EXERCISE DATA:
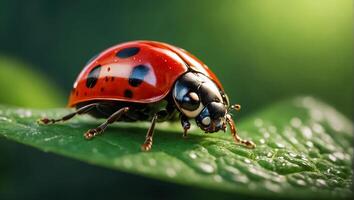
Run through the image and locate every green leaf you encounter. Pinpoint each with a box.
[0,97,353,199]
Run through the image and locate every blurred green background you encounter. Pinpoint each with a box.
[0,0,353,199]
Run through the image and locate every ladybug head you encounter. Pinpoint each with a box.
[172,72,228,133]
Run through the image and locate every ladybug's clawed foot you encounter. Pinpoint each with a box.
[37,118,55,124]
[141,138,152,151]
[84,129,102,140]
[235,140,256,149]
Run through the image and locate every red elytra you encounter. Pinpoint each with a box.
[68,41,223,107]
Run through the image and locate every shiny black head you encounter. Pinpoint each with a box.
[172,72,229,133]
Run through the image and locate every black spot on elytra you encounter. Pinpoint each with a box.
[86,54,100,65]
[129,65,149,87]
[116,47,140,58]
[124,89,133,98]
[86,65,101,88]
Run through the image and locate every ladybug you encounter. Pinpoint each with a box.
[39,41,255,151]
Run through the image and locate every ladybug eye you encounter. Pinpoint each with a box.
[181,92,200,111]
[202,117,211,126]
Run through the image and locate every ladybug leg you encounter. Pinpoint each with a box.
[84,107,129,140]
[141,114,158,151]
[226,114,256,149]
[181,115,191,138]
[37,103,98,124]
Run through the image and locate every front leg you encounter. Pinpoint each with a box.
[226,114,256,149]
[180,114,191,138]
[141,113,158,151]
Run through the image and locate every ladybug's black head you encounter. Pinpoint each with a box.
[173,72,228,133]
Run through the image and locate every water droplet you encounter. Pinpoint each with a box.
[123,159,133,168]
[44,135,59,142]
[148,158,156,166]
[275,142,285,149]
[214,175,222,183]
[290,117,302,128]
[264,181,281,192]
[306,141,313,148]
[296,180,306,186]
[263,132,270,138]
[268,126,277,133]
[288,152,297,158]
[199,162,215,174]
[301,126,312,139]
[328,154,337,162]
[166,168,177,177]
[189,151,197,159]
[312,123,324,133]
[316,179,327,187]
[254,118,263,127]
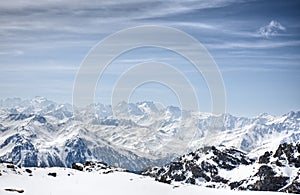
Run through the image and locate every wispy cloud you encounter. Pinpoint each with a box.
[257,20,286,38]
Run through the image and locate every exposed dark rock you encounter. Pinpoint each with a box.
[5,188,24,193]
[258,151,272,164]
[25,169,32,173]
[72,163,83,171]
[48,173,57,177]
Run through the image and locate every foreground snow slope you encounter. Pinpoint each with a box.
[0,164,283,195]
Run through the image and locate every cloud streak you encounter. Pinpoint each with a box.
[257,20,286,38]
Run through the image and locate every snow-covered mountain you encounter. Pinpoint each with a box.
[0,97,300,171]
[141,142,300,194]
[0,163,284,195]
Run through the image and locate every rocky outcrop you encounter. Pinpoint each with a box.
[141,143,300,194]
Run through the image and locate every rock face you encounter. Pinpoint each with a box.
[141,143,300,194]
[0,97,300,171]
[141,147,254,187]
[72,161,127,174]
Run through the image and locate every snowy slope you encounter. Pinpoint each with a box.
[0,164,281,195]
[0,97,300,170]
[141,142,300,194]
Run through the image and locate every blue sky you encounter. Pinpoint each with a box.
[0,0,300,116]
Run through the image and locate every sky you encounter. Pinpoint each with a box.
[0,0,300,116]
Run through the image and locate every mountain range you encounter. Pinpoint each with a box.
[0,97,300,171]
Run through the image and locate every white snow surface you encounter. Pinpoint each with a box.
[0,164,284,195]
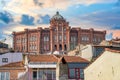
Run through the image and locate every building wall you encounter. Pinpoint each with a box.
[80,45,94,61]
[0,68,25,80]
[56,63,68,80]
[84,51,120,80]
[13,14,106,54]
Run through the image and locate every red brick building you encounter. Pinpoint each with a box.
[13,12,106,53]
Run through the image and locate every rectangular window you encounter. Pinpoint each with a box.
[2,58,8,63]
[68,68,84,79]
[0,72,10,80]
[33,69,56,80]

PROBLEM DETAILS: Arrange all of the data above as a numbered list, leaving out blank lines and the pictures.

RESULT OF THIS TASK:
1. Run through the image and locate every green leaf you encounter. Pinpoint each with a box.
2. [0,97,353,199]
3. Run through the image and locate every blurred green background you encounter. Pinpoint each with a box.
4. [0,0,353,199]
5. Run through the image and locate every ladybug head you encounter. Pinpoint each with a box.
6. [172,72,228,133]
7. Run through the image and locate every ladybug's clawed foot you encounter. Pinpoint each with a box.
8. [37,118,55,124]
9. [141,138,152,151]
10. [84,129,102,140]
11. [235,140,256,149]
12. Run through the image and locate every red elytra you encounter. Pinpoint each with a box.
13. [68,41,223,107]
14. Run through the image and locate every shiny black head you encounter. Pinpoint each with a box.
15. [172,72,229,133]
16. Run through the image and locate every black spot on elytra you encounter. Pinpoint each with a box.
17. [86,54,100,65]
18. [129,65,149,87]
19. [116,47,140,58]
20. [124,89,133,98]
21. [86,65,101,88]
22. Run through the image and locate every ladybug you encounter. Pinpoint each with a box.
23. [39,41,255,151]
24. Run through the image and locate every ladybug eye you encounter. Pinpoint each with a box.
25. [181,92,200,111]
26. [202,117,211,126]
27. Run through the image and locate every ladybug leg you encounter. Pinpoint each with a box.
28. [84,107,129,140]
29. [141,114,158,151]
30. [226,114,256,149]
31. [181,115,191,138]
32. [37,103,98,124]
33. Run through the image and locate every front leg you encounter. Pinpoint each with a box.
34. [226,114,256,149]
35. [180,114,191,138]
36. [141,113,158,151]
37. Run through the image and locate every ladybug's black head you encounter. Pinpoint each with a box.
38. [173,72,228,133]
39. Run through the image and locate every water droplet you encounter. Pinpoint each with a box.
40. [123,159,133,168]
41. [44,135,59,142]
42. [148,158,156,166]
43. [275,142,285,149]
44. [214,175,222,183]
45. [290,117,302,128]
46. [264,181,281,192]
47. [306,141,313,148]
48. [296,180,306,186]
49. [263,132,270,138]
50. [268,126,277,133]
51. [288,152,297,158]
52. [199,162,215,174]
53. [301,126,312,139]
54. [328,154,337,162]
55. [166,168,177,177]
56. [189,151,197,159]
57. [312,123,324,133]
58. [316,179,327,187]
59. [254,118,263,127]
60. Run through the image and locate every wispy cloud you encounter. Pinpoint each with a box.
61. [257,20,286,38]
62. Run through the image and locate every exposed dark rock you encounter. Pinpoint each with a box.
63. [5,188,24,193]
64. [258,151,272,164]
65. [25,169,32,173]
66. [72,163,83,171]
67. [48,173,57,177]
68. Run through the image and locate every foreground snow slope you encounter. Pinpoint each with a box.
69. [0,164,283,195]
70. Run through the image and locate every cloud streak you encounter. Pinpoint each with a box.
71. [257,20,286,38]
72. Run through the image and locate every snow-covered mountain you encounter. Pinpoint each with a box.
73. [0,97,300,171]
74. [141,142,300,194]
75. [0,163,284,195]
76. Run through the image and locate every rocky outcrop you encounter. Pinpoint each with a box.
77. [141,143,300,194]
78. Run through the image and locate every rock face you encounter. Pinpoint each with a box.
79. [141,143,300,194]
80. [0,97,300,171]
81. [141,147,254,187]
82. [72,161,127,174]
83. Run through the image and locate every snowy slope you encounter. Pinpoint each with a box.
84. [0,164,281,195]
85. [0,97,300,170]
86. [141,142,300,194]
87. Run through the image and locate every blue sky you encounter. Pinpoint each with a box.
88. [0,0,300,116]
89. Run through the image and locate every sky you encounter. Pinpoint each with a box.
90. [0,0,300,116]
91. Run through the image and locate every mountain range you encounter. Pinpoint each with a box.
92. [0,97,300,171]
93. Run through the image and locate every white snow surface you encounter. Pinpoint each with a box.
94. [0,164,284,195]
95. Run through the image and locate every building wall you encounter. Pinpoint each with a box.
96. [80,45,94,61]
97. [0,68,25,80]
98. [56,63,68,80]
99. [84,51,120,80]
100. [13,14,106,54]
101. Run through the image and locate every red brick building you encounter. Pinpoint each with a box.
102. [13,12,106,53]
103. Run through the image and locate every rectangular window you encounter. Pinpoint each with a box.
104. [2,58,8,63]
105. [68,68,84,79]
106. [0,72,10,80]
107. [33,69,56,80]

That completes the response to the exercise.